# The exercise
Reproduce word for word the part of the listing that opens with the line containing "Where can the girl's arm" and closes with the line containing "point(646, 271)", including both of those lines.

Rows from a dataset
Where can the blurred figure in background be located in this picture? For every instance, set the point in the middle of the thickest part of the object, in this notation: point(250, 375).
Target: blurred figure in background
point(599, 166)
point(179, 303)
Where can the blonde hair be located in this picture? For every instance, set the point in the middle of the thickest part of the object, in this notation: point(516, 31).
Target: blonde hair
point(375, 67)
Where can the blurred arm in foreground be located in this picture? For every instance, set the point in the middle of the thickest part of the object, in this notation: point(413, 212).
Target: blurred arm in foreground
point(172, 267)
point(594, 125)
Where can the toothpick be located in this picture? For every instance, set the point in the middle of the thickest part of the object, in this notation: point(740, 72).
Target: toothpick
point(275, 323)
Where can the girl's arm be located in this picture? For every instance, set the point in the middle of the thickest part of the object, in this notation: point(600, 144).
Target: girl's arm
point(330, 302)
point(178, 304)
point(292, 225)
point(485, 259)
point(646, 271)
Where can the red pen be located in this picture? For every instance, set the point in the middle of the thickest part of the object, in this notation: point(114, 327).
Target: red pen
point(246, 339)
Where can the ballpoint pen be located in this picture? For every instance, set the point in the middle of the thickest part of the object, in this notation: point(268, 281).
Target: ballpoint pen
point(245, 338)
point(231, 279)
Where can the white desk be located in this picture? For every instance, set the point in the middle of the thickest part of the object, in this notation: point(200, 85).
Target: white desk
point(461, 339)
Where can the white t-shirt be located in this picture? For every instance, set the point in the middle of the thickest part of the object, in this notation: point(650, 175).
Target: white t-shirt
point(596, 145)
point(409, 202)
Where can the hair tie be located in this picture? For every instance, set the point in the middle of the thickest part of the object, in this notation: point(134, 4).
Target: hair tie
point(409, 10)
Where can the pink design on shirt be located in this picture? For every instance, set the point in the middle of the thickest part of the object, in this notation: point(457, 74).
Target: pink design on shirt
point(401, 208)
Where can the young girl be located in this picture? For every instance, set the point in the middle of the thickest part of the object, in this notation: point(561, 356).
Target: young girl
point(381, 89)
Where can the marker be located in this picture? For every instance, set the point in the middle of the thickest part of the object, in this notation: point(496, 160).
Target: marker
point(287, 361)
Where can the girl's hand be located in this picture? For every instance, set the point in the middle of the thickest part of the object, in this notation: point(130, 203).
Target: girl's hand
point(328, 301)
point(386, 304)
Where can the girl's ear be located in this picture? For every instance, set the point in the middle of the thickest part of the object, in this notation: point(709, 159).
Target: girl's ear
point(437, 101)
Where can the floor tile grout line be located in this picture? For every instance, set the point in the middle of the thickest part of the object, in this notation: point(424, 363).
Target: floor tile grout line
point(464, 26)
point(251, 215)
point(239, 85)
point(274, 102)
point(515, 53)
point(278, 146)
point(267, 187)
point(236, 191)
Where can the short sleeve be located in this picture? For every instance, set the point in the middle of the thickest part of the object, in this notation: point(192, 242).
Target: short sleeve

# Exercise result
Where can the girl's arm be located in this picture? For every instance, set the point in the middle of the thickest part of the object, in this notation: point(600, 144).
Target: girl's arm
point(330, 302)
point(178, 304)
point(292, 225)
point(485, 259)
point(646, 271)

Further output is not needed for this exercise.